-- START OF PAGE --
The root cause of farming's present difficulties is a worldwide depression in commodity markets. The crisis is not confined to agriculture. On top of an adverse relationship between supply and demand, part of the normal cyclical fluctuation, the situation has been made worse by the Asian and Russian financial crises.

These have led to a substantial reduction in the demand for raw materials, as well as for food. Oil is at its lowest level for 25 years. Prices of agricultural products have been similarly affected. Russia, for instance, used to take a third of Europe's meat exports; now those orders are minimal.

Within the European Union, there are further difficulties. To achieve a successful launch of the single currency, the euro, member countries are required to observe strict limits on government spending. This explains Germany's attempt to force through reductions in its net contribution to the European budget, much of which comprises the cost of the Common Agricultural Policy (CAP). It is this that has caused such a row with her French neighbour.
-- END OF PAGE --
-- START OF RECORDS TO PROCESS --
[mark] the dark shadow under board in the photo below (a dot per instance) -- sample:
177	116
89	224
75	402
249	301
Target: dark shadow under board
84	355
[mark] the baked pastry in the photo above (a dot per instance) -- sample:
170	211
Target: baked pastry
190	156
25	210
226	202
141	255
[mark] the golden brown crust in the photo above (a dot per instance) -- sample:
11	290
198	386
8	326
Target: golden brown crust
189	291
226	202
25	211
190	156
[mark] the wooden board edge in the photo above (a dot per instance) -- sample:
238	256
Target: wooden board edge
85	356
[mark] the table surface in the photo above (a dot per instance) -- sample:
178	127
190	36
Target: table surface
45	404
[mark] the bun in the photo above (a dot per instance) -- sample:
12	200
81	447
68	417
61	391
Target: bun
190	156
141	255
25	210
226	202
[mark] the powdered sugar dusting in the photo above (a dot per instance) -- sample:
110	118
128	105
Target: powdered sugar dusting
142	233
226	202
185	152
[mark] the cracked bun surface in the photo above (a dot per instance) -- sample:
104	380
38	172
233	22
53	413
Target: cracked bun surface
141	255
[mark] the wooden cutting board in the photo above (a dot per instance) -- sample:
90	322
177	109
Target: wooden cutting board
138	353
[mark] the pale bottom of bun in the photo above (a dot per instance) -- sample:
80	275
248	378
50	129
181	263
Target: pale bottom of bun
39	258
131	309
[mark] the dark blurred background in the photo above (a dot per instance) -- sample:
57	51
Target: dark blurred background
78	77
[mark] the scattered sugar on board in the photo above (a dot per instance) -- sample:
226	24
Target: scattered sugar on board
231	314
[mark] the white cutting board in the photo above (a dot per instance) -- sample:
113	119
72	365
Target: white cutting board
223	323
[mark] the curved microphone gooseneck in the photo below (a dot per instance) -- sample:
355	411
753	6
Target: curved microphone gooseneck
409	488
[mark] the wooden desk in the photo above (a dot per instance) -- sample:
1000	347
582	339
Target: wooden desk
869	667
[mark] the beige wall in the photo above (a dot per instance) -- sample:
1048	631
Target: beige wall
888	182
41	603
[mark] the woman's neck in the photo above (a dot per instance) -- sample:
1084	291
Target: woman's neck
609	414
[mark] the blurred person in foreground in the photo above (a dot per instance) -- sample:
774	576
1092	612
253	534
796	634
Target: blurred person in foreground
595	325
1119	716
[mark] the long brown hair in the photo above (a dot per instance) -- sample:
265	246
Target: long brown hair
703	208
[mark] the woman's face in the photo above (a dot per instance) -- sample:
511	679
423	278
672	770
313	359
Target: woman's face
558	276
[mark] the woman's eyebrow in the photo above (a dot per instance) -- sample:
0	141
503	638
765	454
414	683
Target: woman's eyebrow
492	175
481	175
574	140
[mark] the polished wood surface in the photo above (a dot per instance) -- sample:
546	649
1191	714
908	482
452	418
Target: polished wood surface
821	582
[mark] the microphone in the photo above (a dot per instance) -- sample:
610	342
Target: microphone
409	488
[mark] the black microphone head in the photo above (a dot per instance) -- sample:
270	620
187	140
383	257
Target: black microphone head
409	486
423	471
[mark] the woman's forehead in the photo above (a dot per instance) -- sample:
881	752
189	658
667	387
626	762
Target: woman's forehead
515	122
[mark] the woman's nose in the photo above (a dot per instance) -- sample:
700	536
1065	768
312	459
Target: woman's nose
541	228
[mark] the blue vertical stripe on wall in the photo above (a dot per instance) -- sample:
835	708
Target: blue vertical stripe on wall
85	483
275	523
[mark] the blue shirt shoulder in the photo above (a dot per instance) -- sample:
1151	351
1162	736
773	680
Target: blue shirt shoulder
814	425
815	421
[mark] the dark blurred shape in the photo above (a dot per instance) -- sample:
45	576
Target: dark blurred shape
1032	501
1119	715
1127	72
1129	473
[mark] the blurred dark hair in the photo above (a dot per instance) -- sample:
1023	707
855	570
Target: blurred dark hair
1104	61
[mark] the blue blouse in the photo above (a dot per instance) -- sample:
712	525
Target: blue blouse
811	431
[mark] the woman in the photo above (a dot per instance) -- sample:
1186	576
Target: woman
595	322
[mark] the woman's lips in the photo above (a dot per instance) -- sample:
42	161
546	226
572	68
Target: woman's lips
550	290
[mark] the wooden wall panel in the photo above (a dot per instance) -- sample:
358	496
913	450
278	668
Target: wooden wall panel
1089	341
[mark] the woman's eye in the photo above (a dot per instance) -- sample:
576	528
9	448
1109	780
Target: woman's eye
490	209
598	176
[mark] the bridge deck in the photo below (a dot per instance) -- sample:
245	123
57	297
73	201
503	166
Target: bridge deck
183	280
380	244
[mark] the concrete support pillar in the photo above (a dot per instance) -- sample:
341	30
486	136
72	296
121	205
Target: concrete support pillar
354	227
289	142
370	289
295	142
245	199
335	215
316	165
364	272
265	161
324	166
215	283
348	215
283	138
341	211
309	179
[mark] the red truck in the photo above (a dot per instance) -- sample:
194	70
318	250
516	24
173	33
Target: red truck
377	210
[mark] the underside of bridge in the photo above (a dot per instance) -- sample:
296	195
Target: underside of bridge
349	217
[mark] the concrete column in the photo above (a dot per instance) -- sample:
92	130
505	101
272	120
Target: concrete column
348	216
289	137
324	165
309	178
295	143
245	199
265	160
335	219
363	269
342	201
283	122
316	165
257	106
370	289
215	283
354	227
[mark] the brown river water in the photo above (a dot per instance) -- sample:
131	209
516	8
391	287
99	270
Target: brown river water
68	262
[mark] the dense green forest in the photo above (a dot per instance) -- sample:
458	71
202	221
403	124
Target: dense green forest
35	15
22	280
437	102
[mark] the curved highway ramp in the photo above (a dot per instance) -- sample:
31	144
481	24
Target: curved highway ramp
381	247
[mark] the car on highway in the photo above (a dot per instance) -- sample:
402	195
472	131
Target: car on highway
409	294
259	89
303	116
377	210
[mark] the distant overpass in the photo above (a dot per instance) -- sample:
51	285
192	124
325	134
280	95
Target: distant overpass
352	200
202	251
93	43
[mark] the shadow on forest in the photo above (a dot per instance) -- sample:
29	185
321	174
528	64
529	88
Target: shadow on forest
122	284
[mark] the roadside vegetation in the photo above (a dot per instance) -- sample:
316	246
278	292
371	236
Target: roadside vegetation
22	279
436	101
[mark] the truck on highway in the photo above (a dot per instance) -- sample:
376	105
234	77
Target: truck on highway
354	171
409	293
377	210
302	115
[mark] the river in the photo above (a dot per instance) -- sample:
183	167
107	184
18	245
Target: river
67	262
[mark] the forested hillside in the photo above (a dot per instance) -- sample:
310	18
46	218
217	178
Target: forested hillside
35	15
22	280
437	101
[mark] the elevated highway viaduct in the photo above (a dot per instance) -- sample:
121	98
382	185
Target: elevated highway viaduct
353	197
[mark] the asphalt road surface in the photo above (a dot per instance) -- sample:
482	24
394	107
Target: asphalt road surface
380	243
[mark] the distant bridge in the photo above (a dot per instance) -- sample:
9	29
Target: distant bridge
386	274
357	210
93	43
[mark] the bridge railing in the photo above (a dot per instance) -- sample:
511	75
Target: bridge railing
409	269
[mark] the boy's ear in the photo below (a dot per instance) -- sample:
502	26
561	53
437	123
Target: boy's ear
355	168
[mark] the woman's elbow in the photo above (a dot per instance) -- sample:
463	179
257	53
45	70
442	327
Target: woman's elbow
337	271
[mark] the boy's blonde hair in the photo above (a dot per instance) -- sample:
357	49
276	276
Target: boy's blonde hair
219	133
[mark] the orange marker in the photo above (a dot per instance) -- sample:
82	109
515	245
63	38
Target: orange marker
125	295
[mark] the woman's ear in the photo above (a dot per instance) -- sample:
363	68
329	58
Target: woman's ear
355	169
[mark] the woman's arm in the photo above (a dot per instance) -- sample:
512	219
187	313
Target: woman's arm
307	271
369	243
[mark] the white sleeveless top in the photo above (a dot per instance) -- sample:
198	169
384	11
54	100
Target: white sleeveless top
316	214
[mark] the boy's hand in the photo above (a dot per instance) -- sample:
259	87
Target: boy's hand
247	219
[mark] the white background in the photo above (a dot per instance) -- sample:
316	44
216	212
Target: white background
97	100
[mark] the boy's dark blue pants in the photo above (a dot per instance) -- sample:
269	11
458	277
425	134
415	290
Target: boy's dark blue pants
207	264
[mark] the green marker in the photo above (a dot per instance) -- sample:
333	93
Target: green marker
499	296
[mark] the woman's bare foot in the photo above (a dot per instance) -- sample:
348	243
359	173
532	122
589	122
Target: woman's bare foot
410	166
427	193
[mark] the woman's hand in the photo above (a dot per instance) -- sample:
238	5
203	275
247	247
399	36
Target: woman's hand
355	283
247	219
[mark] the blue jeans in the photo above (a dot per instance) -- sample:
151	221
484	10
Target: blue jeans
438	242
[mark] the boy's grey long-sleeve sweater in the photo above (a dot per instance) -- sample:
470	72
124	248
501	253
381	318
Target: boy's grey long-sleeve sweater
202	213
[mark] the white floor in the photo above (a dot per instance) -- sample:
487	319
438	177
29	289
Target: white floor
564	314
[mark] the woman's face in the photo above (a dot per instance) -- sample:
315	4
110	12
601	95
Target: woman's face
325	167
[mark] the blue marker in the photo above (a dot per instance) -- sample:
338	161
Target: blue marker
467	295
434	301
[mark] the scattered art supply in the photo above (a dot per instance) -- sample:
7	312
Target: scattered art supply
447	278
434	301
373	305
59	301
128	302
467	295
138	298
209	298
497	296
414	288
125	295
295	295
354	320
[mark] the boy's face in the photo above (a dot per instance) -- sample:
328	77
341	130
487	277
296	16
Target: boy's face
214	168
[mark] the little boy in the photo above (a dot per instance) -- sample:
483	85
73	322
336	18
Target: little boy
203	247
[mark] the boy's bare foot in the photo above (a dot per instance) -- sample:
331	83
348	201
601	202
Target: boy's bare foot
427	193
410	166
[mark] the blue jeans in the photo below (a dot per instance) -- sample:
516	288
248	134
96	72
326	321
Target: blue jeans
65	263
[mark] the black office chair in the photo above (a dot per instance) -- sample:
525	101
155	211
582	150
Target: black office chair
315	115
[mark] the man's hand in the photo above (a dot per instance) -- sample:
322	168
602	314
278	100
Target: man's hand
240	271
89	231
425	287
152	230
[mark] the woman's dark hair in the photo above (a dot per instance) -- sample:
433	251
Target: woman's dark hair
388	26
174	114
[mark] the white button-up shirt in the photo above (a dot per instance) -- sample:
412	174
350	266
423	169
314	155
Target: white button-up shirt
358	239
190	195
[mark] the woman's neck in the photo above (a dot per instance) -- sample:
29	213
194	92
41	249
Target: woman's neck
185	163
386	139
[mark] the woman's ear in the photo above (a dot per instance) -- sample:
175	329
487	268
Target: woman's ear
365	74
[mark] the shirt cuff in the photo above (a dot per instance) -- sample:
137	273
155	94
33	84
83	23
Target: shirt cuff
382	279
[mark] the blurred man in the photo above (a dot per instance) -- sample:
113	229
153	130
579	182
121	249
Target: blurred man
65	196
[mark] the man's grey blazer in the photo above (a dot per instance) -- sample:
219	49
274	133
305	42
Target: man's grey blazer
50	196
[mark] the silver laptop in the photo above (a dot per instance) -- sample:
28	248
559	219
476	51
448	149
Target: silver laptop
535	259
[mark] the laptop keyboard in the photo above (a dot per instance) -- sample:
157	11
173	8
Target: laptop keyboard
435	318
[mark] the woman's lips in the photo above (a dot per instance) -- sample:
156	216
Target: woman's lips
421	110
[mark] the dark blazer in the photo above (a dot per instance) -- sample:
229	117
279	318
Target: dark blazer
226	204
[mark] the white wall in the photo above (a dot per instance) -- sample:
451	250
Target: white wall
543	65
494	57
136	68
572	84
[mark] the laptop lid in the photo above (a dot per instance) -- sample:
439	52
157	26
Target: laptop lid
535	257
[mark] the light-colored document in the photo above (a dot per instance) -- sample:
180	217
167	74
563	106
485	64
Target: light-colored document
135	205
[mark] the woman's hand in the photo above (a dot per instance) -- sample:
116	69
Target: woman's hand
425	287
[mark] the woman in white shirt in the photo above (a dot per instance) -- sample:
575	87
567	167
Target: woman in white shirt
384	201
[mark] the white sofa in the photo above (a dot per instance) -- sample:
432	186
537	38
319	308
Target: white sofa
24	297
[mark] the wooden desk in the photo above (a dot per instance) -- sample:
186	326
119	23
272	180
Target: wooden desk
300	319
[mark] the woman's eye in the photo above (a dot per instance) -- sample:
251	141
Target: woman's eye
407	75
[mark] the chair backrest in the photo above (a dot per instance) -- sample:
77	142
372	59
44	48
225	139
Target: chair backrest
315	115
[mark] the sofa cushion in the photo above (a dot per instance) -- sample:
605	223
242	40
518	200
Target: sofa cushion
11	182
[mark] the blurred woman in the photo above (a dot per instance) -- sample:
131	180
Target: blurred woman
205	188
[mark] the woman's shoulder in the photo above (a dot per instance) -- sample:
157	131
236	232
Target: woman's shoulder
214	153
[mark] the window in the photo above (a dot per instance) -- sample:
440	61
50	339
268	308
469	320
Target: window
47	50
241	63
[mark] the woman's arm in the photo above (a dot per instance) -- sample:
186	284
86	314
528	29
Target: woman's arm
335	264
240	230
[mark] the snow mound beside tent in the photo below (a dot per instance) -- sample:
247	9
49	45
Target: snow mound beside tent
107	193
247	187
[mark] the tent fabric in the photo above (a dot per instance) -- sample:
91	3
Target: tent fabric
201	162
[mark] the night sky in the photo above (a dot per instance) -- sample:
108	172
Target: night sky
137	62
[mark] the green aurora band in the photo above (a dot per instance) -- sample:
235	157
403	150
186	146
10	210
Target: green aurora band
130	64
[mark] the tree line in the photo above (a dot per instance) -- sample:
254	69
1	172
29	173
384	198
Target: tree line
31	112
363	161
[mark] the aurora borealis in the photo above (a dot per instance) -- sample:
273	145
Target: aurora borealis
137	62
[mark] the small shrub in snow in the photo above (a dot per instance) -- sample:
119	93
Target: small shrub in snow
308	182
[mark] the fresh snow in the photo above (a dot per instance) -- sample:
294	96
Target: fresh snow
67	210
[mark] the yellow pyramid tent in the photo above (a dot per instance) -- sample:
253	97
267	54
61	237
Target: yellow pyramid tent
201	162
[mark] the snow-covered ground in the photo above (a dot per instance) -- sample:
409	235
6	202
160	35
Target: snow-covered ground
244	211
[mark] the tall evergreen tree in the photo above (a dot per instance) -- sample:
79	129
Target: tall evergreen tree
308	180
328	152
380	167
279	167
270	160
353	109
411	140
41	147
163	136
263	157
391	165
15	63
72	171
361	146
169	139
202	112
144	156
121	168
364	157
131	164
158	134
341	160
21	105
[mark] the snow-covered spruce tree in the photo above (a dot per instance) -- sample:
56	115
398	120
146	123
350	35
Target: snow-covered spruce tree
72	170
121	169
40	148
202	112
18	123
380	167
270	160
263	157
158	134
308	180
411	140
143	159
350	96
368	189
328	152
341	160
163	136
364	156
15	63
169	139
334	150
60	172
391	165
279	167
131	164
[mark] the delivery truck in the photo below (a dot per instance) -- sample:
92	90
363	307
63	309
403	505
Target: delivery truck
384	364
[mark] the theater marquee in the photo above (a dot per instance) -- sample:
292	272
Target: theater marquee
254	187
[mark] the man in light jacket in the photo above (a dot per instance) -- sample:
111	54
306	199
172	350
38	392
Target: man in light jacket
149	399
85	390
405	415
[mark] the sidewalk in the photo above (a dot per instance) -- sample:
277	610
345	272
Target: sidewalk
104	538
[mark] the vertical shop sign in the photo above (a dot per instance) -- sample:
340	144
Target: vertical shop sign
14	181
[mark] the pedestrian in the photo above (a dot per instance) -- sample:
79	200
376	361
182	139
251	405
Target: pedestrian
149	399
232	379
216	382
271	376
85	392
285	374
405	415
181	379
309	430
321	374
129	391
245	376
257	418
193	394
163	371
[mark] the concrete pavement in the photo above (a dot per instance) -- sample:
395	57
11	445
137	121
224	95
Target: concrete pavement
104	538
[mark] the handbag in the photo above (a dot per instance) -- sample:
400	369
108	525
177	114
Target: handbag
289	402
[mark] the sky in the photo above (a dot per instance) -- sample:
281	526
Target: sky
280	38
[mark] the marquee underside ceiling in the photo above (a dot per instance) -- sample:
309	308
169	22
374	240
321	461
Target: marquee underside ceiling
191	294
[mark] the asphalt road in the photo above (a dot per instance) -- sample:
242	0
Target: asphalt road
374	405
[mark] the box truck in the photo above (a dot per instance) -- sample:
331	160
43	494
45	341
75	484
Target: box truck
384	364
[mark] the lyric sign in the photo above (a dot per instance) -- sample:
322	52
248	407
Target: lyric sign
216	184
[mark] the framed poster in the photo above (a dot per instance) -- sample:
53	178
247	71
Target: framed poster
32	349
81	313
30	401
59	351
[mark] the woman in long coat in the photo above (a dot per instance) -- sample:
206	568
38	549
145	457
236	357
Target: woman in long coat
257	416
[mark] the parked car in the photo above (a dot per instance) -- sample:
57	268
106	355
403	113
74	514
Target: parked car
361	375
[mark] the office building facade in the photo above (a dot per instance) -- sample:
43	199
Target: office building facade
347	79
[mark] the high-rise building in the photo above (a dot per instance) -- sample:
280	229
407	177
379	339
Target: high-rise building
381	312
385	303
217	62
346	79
-- END OF RECORDS TO PROCESS --
### TASKS AND EXERCISES
1. From the second paragraph of the farming text, list every kind of goods it names as having weaker demand, lower prices or fewer orders.
2. Copy out each line of the records that contains the word "blouse", with case counting.

### RESULTS IN ORDER
1.
- raw materials
- food
- oil
- agricultural products
- meat

2.
[mark] the blue blouse in the photo above (a dot per instance) -- sample:
Target: blue blouse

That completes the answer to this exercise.